### Texte proposé:
○ ○ ○ ○ ○
CENTRAKOR – Publipostage – Plainte fondée

Avis publié le 29 décembre 2022.
CENTRAKOR – 888/22
Plainte fondée

Le Jury de Déontologie Publicitaire,

  • Après examen des éléments constituant le dossier de plainte,
  • les personnes intéressées ayant été invitées à faire valoir leurs observations,
  • et après en avoir débattu,

rend l’avis suivant :

1. La plainte

Le Jury de Déontologie Publicitaire a été saisi, le 12 octobre 2022, d’une plainte émanant d’un particulier, tendant à ce qu’il se prononce sur la conformité aux règles déontologiques en vigueur d’une publicité en faveur de la société Centrakor, pour promouvoir ses produits à l’occasion de la fête d’Halloween.

La publicité en cause, diffusée par publipostage, montre différents déguisements et accessoires sur le thème d’Halloween. Au centre d’une page, une femme porte une robe longue et un turban dans les cheveux. Elle tient une boule de cristal dans la main droite. Son maquillage prononcé, dans des tons sombres, est augmenté d’un faux œil apposé au centre de son front.

Le texte accompagnant cette image est « 24€99 Le déguisement Gitane – Taille S, M et L. Robe, coiffe. Vendu sans la boule de cristal ».

Parmi les autres articles présentés sur la page, figurent, une poupée « maléfique animée », un « crâne ouija », des « cartes vaudou », des « bijoux de visage adhésifs vampire ».
○ ○ ○ ○ ○
[Extraits de données de pointage]
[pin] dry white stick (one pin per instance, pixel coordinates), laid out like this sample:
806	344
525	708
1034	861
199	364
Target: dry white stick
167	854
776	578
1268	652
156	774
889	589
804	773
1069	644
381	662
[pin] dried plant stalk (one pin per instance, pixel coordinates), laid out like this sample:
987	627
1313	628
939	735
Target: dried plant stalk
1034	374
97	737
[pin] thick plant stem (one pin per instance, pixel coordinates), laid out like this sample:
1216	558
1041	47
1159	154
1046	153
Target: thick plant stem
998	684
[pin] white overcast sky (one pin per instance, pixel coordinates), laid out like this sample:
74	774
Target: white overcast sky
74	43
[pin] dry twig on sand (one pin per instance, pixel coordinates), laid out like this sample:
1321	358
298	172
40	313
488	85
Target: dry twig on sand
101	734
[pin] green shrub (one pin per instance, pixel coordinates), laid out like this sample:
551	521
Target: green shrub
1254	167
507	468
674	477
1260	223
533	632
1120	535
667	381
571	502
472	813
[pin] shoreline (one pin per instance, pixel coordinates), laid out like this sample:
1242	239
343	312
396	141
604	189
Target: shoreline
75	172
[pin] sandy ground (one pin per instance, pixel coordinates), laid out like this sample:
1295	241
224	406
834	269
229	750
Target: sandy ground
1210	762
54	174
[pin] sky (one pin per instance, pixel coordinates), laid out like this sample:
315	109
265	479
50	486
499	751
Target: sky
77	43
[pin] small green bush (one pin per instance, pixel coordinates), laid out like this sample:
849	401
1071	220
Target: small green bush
○ ○ ○ ○ ○
### Consigne 1:
Recopiez à l'identique le passage de l'avis du Jury compris entre « Le Jury de Déontologie Publicitaire a » et « la fête d’Halloween. », ces deux bornes incluses.
### Consigne 2:
Présentez sous forme de liste numérotée les lignes du listing allant de celle qui contient « [pin] sandy ground » jusqu'à la fin du listing, bornes comprises, en omettant les lignes vides. Ne reprenez que ces lignes.
L'avis du Jury et le listing constituent deux documents indépendants l'un de l'autre.

### Corrigé 1:
Le Jury de Déontologie Publicitaire a été saisi, le 12 octobre 2022, d’une plainte émanant d’un particulier, tendant à ce qu’il se prononce sur la conformité aux règles déontologiques en vigueur d’une publicité en faveur de la société Centrakor, pour promouvoir ses produits à l’occasion de la fête d’Halloween.

### Corrigé 2:
1. [pin] sandy ground (one pin per instance, pixel coordinates), laid out like this sample:
2. 1295	241
3. 224	406
4. 834	269
5. 229	750
6. Target: sandy ground
7. 1210	762
8. 54	174
9. [pin] sky (one pin per instance, pixel coordinates), laid out like this sample:
10. 315	109
11. 265	479
12. 50	486
13. 499	751
14. Target: sky
15. 77	43
16. [pin] small green bush (one pin per instance, pixel coordinates), laid out like this sample:
17. 849	401
18. 1071	220
19. Target: small green bush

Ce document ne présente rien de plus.